§ **BRIEF**
Reproduce all of the material below word for word, leaving out the pictures.

____________________

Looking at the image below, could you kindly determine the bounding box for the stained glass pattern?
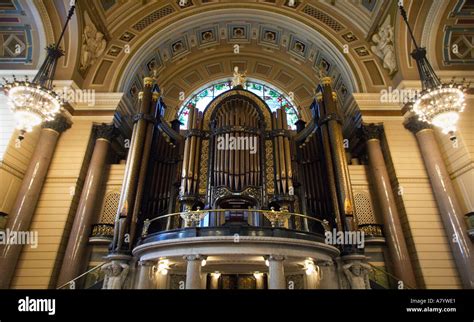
[178,81,298,130]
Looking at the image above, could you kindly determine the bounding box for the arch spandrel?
[203,89,272,131]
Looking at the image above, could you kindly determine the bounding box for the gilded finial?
[344,197,354,215]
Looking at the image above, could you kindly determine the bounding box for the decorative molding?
[41,114,72,134]
[362,123,384,141]
[403,116,433,134]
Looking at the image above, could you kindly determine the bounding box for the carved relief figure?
[232,66,247,87]
[101,261,130,290]
[371,16,397,75]
[342,262,372,290]
[80,13,107,71]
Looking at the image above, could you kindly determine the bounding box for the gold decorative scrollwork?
[199,140,209,195]
[265,140,275,195]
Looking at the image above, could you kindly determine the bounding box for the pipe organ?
[110,76,354,250]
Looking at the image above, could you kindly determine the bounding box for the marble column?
[268,255,286,290]
[0,115,71,288]
[316,77,357,234]
[362,124,416,288]
[184,255,202,290]
[110,77,156,254]
[318,260,340,290]
[135,261,154,290]
[57,124,115,286]
[209,273,221,290]
[405,116,474,289]
[255,273,265,290]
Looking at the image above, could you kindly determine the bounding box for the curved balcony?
[359,224,385,244]
[140,209,331,244]
[89,224,114,245]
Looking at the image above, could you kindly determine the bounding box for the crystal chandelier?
[2,2,76,141]
[399,3,466,140]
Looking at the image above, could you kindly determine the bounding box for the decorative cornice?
[403,115,433,134]
[94,123,118,141]
[321,77,332,85]
[41,114,71,134]
[318,113,342,126]
[143,77,153,87]
[361,123,384,141]
[133,113,156,123]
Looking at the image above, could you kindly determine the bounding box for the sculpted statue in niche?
[232,66,247,87]
[101,261,130,290]
[371,16,397,75]
[342,262,372,290]
[80,12,107,71]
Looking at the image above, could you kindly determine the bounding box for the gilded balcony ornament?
[263,207,291,228]
[321,219,331,231]
[142,219,151,237]
[180,208,208,228]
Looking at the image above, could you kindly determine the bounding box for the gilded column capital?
[138,260,155,266]
[143,77,153,87]
[41,114,71,134]
[321,76,332,85]
[403,115,433,134]
[362,123,384,141]
[183,254,206,262]
[268,255,286,262]
[94,123,117,141]
[94,123,117,141]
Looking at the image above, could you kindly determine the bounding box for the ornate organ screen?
[210,96,264,192]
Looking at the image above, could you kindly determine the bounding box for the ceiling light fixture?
[1,1,76,141]
[399,1,467,141]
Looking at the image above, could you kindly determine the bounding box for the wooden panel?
[366,117,461,288]
[12,120,92,289]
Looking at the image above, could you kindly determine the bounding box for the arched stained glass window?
[178,81,298,130]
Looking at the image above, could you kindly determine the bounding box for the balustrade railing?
[142,209,331,237]
[359,224,385,238]
[90,224,114,239]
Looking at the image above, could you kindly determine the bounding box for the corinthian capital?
[362,123,383,141]
[94,123,117,141]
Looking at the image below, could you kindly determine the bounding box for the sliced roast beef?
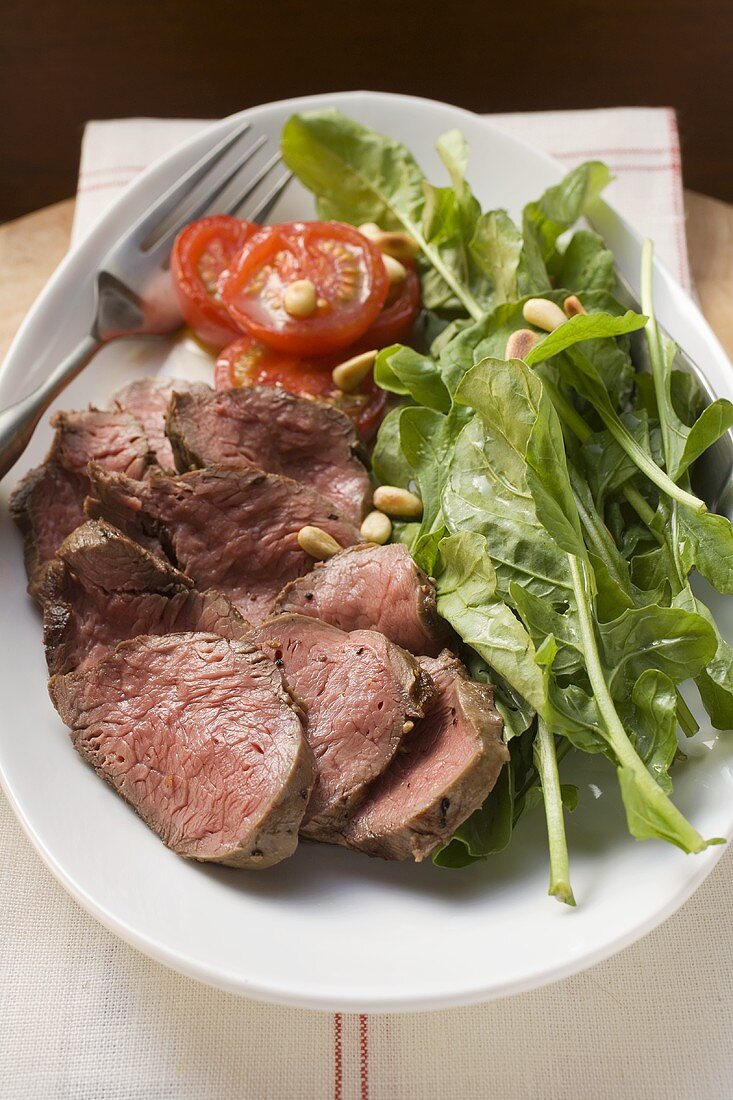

____________________

§ **TASK SOLUTION**
Looking at the image below, could you kindly determine the bounding box for the stained glass pattern?
[178,81,298,130]
Looking at the image above, could you kindly determine the bounding box for the arch spandrel?
[203,89,272,131]
Looking at the image above, could you kindly determine the bounding box for the gilded finial?
[344,197,354,215]
Looking at the image above, could you kindly determine the bounding box for the decorative molding?
[41,114,72,134]
[362,123,384,141]
[403,116,433,134]
Looking at the image above, could you kindly determine the bounding box for the carved relief figure?
[232,66,247,87]
[101,261,130,290]
[371,16,397,75]
[342,262,372,290]
[80,13,107,71]
Looking at the image above, could you kindly determine the bounding box for the gold decorative scrollwork?
[199,140,209,195]
[265,140,275,195]
Looking at the image above, could you kindly determine the bounding box for the pipe organ?
[110,76,354,250]
Looking at the image above, could you kindly determine the bounding box for the marble column?
[268,255,286,290]
[0,115,71,288]
[316,77,357,234]
[362,124,416,288]
[184,255,202,290]
[110,77,156,254]
[318,260,340,290]
[135,261,154,290]
[57,124,115,286]
[209,273,221,290]
[405,116,474,289]
[255,273,265,290]
Looking at the image above, could you kindly determine the bounding box for the curved balcony?
[359,224,385,244]
[140,209,331,244]
[89,224,114,245]
Looking at the image above, could you kindly determine the bounding box for the crystal chandelier?
[2,2,76,141]
[399,3,466,140]
Looking at the image above, could you kindly determine the bounding box for the decorative cornice?
[403,115,433,134]
[94,123,118,141]
[321,77,332,85]
[41,114,71,134]
[318,113,342,126]
[143,77,153,87]
[361,123,384,141]
[133,113,156,123]
Looking at the image above, could you kindly determine the bounding box for the sculpted statue in niche?
[232,66,247,87]
[101,261,130,290]
[371,16,397,75]
[342,262,372,290]
[80,12,107,71]
Looking at the image above, could you kindly determine the bounding box for the gilded balcony ornament?
[263,207,291,228]
[321,219,331,231]
[142,219,151,237]
[180,208,208,228]
Looking at the image above, could you kindly determine the bounding box for the gilded column capital?
[138,260,155,266]
[143,77,153,87]
[41,114,71,134]
[321,76,332,85]
[403,115,433,134]
[362,123,384,141]
[183,254,206,262]
[268,255,286,262]
[94,123,117,141]
[94,123,117,141]
Looking at the image above, could you kindly determine the bounding box for the ornate organ screen?
[210,96,264,192]
Looking at the image above, could you kindly determine the bounding box for the ceiling light fixture?
[1,1,76,141]
[399,1,467,141]
Looking at the image above, could you kindly determine the bounding box for the wooden panel?
[366,117,461,288]
[12,120,92,289]
Looking at the image above, could you kindly determine the bounding box for the arched stained glass window?
[178,81,298,130]
Looking at the image above, could you kindly determine the bounding box for the balustrade railing?
[142,209,331,237]
[359,224,385,238]
[90,224,114,239]
Looking at the image above, could you kindly determine the bounding box for the corinthian capital?
[362,123,383,141]
[94,123,117,141]
Looking at the image below, could you kindly determine the bounding box for the sliced roast beef?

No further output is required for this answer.